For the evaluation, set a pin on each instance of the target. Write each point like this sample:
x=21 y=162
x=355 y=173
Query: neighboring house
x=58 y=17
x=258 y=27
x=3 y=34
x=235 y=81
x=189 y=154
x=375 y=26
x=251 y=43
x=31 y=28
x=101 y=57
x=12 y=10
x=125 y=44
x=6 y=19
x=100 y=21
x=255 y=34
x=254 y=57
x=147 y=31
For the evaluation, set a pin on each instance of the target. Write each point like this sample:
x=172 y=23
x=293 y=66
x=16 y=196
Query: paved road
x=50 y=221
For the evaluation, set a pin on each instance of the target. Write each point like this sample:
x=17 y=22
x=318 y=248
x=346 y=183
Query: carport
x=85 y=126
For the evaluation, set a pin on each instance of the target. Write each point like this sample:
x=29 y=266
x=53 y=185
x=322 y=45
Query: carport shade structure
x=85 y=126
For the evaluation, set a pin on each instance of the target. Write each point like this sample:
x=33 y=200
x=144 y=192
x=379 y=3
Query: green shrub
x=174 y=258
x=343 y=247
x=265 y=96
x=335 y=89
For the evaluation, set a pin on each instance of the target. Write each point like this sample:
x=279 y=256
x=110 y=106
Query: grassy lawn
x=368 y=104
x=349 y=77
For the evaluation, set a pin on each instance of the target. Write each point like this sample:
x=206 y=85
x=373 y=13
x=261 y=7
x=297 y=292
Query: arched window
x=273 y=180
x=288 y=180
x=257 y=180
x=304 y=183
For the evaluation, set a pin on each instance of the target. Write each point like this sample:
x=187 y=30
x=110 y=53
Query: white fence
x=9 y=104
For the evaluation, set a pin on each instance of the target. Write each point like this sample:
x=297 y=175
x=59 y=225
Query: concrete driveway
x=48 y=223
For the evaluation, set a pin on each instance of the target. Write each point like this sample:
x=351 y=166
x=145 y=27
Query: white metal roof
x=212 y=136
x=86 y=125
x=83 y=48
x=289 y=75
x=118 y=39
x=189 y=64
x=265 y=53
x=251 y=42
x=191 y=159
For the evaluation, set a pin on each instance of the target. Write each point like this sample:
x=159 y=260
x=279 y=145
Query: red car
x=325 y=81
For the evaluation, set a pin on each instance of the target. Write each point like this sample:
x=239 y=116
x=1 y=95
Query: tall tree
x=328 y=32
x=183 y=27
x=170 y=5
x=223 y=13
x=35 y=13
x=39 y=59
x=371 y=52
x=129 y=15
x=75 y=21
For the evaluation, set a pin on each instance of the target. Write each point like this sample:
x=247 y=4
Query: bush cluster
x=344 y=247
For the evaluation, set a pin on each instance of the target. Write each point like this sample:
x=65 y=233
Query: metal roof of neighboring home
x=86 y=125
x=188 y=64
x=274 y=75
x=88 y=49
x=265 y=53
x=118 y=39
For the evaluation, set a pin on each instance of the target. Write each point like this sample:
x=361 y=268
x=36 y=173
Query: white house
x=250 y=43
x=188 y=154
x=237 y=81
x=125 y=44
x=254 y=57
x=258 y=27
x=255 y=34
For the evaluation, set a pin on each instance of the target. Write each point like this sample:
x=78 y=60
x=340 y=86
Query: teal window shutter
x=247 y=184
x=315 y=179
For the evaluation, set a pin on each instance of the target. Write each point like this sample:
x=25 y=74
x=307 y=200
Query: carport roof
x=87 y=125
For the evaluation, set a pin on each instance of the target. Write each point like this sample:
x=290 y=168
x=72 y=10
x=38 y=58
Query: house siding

-----

__WRITTEN EXERCISE__
Locate every line in the rows above that contains the word "carport" and copy each of those lines.

__SOLUTION TO THE EXERCISE__
Query: carport
Query: carport shade structure
Query: carport roof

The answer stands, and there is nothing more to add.